(DATASET EXCERPTS begins)
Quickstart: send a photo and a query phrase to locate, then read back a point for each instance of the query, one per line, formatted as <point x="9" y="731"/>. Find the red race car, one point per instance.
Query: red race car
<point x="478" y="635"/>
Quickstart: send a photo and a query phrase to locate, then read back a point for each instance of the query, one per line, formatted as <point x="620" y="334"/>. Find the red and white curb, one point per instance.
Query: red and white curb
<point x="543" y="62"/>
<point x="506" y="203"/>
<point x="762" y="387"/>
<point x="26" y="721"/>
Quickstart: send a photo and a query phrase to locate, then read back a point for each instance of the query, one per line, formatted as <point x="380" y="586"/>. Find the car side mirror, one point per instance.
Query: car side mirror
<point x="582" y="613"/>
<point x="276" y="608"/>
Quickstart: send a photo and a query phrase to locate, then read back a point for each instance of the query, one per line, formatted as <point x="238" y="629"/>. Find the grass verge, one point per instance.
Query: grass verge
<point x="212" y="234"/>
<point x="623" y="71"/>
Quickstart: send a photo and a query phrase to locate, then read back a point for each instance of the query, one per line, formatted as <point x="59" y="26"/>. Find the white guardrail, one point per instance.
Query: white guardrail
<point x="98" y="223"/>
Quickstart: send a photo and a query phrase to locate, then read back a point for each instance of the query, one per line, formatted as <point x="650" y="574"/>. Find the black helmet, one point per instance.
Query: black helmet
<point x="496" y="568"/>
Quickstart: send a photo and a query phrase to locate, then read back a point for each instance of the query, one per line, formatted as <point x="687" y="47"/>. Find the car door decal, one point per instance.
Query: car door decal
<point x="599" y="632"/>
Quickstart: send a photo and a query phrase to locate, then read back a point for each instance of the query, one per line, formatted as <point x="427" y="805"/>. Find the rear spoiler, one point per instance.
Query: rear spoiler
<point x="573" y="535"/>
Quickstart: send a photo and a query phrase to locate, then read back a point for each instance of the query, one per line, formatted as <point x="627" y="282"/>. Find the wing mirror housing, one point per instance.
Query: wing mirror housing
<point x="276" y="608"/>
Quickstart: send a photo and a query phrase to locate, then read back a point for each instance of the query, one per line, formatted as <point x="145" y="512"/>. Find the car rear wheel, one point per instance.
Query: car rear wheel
(DATASET EXCERPTS ends)
(DATASET EXCERPTS begins)
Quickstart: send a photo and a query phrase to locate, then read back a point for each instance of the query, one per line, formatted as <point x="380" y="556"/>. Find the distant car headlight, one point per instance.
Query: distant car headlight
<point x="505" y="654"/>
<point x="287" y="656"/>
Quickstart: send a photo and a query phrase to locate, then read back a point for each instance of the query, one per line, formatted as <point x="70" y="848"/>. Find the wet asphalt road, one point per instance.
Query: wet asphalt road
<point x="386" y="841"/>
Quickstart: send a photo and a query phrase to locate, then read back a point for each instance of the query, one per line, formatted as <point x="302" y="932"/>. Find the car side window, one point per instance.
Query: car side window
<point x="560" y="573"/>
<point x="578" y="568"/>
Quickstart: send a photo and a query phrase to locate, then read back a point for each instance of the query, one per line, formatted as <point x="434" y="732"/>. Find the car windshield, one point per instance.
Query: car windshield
(DATASET EXCERPTS ends)
## TASK OBJECTIVE
Find the line with "Query: wet asphalt road" in the entries above. Retype it and each line after it, exactly, through the line with "Query: car windshield", and stop there.

## RESULT OF THIS TASK
Query: wet asphalt road
<point x="386" y="841"/>
Quickstart: send a photo and a query phrase to locate, then read back a point for each instance of the query, one per line, formatted as <point x="302" y="932"/>. Find the car side window, one point per instance.
Query: car side window
<point x="560" y="573"/>
<point x="578" y="568"/>
Quickstart: send a photo and a query phrase to locate, then read back a point for each instance of the query, one per line, formatted as <point x="434" y="732"/>. Find the car windshield, one point per instance.
Query: car windshield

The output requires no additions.